Given exercise =
Can you print everything from the start of the records down to the line containing "536), (1096, 307)]", both ends included, reproducing each line character for character?

Input =
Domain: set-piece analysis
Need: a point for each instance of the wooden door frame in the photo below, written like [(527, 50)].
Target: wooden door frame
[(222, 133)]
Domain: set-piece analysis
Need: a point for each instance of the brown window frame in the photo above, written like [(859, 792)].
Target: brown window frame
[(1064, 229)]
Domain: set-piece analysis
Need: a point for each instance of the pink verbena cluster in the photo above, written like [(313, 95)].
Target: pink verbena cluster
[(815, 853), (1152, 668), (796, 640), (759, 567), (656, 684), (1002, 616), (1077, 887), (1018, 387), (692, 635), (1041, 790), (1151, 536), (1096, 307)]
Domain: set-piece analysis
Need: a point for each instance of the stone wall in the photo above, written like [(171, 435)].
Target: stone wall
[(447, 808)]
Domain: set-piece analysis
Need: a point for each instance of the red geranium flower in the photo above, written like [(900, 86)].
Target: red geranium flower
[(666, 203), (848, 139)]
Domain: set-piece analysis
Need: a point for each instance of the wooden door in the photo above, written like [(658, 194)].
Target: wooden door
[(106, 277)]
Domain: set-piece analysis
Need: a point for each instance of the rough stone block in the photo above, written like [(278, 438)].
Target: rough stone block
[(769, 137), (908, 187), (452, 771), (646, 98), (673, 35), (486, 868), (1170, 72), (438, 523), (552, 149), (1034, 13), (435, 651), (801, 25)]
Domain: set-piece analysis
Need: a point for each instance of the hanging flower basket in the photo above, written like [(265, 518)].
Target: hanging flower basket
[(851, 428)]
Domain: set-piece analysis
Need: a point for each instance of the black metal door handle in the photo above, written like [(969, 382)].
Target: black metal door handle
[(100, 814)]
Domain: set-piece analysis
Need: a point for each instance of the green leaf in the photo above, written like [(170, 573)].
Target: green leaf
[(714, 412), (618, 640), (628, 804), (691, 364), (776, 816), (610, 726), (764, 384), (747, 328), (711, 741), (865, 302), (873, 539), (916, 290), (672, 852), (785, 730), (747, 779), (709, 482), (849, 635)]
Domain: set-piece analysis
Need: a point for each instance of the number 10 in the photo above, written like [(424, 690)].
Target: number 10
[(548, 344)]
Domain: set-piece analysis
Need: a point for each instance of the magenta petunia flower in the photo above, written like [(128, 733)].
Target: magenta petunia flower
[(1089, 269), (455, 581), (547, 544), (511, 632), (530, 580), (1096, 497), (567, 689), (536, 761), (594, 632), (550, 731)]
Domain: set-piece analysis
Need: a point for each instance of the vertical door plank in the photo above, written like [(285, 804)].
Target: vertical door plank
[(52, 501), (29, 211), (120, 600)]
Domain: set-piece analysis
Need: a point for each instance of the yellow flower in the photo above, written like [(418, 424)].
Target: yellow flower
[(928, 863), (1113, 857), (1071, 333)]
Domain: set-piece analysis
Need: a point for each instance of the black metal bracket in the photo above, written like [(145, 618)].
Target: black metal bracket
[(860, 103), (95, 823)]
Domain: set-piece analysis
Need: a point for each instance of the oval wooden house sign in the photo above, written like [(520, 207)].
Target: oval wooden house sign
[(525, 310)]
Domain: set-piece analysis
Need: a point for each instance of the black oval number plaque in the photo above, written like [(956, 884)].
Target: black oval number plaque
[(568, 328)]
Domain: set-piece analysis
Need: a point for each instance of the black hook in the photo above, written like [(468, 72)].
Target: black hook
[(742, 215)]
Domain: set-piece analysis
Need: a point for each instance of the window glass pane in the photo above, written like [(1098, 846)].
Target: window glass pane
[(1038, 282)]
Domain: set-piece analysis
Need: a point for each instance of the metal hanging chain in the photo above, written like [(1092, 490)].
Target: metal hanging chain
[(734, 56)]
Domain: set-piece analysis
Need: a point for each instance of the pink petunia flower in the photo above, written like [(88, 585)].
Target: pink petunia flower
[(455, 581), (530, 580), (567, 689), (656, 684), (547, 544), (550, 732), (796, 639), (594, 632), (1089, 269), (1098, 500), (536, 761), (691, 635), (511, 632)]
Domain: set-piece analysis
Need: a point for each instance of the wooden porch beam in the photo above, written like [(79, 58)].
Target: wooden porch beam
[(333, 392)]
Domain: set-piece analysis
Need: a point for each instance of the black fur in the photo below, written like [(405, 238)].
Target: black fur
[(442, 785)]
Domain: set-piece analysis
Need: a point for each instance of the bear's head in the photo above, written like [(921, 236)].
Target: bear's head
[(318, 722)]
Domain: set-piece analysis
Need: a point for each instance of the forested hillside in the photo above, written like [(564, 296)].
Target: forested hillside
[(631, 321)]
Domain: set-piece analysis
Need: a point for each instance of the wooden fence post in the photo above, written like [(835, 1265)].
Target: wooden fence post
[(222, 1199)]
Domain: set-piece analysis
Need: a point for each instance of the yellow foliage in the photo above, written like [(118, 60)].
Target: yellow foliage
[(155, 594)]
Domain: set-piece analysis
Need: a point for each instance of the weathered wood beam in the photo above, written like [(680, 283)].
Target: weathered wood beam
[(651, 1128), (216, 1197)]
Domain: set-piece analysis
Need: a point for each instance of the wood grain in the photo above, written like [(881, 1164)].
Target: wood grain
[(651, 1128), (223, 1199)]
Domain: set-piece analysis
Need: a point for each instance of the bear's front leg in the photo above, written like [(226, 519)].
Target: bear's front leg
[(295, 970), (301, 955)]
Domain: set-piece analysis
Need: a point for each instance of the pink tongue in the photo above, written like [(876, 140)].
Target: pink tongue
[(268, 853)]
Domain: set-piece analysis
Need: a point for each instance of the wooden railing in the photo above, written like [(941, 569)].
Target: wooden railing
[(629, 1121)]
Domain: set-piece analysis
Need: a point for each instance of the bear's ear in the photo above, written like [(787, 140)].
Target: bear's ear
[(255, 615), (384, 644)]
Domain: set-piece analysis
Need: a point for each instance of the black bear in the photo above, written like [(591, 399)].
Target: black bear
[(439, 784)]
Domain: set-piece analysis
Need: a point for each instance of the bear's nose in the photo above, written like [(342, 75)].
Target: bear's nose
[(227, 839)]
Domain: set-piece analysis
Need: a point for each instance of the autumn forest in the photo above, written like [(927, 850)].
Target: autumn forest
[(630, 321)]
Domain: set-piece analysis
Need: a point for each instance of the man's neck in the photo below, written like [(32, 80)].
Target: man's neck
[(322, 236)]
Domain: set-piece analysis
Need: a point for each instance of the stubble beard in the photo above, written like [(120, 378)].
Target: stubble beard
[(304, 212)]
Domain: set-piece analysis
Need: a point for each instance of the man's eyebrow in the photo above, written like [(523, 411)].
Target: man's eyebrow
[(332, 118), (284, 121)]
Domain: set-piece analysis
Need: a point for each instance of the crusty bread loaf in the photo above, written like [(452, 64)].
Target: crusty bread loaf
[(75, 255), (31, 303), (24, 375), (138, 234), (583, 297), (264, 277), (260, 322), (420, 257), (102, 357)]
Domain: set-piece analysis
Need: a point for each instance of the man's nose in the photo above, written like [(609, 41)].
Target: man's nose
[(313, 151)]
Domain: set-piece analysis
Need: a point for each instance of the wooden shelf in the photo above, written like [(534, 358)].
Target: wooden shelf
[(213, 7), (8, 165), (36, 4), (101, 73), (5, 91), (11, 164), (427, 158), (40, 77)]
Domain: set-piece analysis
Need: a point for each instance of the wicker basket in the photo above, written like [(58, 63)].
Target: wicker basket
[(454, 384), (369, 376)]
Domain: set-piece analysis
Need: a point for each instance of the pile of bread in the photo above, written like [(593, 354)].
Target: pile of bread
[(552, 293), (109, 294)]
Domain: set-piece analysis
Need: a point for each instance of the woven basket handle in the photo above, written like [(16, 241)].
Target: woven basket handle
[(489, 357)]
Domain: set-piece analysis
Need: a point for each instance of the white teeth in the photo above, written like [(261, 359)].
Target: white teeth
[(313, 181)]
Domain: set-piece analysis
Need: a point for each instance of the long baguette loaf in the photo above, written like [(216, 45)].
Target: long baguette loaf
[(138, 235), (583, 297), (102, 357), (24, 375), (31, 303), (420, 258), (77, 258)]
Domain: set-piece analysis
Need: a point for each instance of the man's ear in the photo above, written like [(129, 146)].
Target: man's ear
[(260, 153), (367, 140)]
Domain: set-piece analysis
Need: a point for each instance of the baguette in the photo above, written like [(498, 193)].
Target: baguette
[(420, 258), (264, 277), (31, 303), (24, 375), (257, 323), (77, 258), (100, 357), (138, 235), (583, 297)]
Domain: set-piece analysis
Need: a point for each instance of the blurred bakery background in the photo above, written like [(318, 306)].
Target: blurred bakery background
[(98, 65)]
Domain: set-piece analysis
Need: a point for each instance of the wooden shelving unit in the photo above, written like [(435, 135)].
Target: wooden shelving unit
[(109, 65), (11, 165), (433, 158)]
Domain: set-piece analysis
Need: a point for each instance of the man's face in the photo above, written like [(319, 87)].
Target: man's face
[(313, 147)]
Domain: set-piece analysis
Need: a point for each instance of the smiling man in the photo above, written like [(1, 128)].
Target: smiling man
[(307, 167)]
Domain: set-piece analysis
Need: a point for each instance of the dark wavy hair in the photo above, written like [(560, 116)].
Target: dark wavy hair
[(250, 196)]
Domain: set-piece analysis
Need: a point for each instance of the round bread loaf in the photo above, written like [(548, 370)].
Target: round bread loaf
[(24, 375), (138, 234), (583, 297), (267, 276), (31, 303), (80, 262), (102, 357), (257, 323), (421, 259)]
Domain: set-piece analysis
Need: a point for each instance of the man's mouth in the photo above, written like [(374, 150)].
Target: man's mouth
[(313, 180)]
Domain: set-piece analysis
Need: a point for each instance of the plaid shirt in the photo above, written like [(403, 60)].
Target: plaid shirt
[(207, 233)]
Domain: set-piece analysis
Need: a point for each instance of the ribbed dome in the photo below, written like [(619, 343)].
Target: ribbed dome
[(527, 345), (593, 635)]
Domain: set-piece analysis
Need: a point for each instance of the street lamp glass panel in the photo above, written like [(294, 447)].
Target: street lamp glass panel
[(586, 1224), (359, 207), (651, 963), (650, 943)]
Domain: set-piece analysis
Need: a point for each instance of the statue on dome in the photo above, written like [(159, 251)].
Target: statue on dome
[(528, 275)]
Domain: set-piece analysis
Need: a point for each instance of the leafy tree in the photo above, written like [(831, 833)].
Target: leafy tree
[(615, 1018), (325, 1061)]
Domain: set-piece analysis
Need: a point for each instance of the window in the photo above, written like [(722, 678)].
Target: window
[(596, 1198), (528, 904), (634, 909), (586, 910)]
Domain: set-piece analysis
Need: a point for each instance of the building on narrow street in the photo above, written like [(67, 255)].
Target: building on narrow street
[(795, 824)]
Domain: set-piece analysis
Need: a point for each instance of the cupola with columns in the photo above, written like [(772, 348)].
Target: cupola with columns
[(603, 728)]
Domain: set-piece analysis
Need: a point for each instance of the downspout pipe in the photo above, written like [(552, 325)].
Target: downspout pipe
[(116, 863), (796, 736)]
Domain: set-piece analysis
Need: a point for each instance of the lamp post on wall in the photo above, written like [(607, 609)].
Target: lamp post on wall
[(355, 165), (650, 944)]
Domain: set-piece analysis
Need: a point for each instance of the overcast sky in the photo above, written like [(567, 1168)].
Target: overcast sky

Answer for this exercise =
Domain: set-piece analysis
Need: a point for each instance of the wooden door frame in the photo below, written like [(527, 50)].
Target: wooden door frame
[(222, 133)]
Domain: set-piece analysis
Need: a point for each instance of the brown window frame in the photo above, written like [(859, 792)].
Target: brown window frame
[(1064, 229)]
Domain: set-piece analysis
Need: a point for each instance of the pink verbena cluster in the photo above, written like [(313, 95)].
Target: pink verbena cluster
[(815, 853), (1152, 668), (796, 640), (759, 567), (656, 684), (1002, 616), (1077, 887), (1018, 387), (692, 635), (1041, 790), (1151, 536), (1096, 307)]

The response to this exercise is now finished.